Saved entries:
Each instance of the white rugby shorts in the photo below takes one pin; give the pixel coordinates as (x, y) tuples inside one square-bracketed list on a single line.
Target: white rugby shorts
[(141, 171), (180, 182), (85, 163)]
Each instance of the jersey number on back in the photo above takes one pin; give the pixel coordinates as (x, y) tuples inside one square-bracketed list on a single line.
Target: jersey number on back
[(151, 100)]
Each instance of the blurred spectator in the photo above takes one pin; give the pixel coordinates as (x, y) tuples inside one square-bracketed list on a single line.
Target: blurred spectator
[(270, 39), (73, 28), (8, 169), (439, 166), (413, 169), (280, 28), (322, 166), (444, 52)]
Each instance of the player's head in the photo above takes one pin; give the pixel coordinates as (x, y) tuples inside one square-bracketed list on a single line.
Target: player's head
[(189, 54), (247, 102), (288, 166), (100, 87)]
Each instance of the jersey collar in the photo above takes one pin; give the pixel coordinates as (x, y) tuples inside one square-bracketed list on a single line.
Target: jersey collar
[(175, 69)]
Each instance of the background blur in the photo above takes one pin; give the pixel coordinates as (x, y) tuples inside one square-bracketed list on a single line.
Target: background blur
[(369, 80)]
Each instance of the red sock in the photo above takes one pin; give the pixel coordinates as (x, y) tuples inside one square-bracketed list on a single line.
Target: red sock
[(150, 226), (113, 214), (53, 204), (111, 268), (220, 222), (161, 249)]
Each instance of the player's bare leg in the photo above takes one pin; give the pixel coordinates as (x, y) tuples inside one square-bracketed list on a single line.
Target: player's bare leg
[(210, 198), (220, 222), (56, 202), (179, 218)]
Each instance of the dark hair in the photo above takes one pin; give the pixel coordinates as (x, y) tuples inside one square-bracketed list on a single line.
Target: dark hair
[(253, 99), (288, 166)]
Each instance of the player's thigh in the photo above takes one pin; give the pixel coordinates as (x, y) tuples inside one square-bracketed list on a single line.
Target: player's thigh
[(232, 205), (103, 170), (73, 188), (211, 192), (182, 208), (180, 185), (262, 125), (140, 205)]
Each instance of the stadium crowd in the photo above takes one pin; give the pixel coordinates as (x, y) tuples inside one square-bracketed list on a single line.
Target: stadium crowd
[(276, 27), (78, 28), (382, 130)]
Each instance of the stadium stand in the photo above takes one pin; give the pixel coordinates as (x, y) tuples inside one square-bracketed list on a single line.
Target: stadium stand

What is required: Copy out the lines above with "stand" in them.

Task answer:
Each instance of the stadium stand in the photo above takes one pin; give the pixel coordinates as (x, y) tuples inside one square-bracketed list on a single line.
Target: stadium stand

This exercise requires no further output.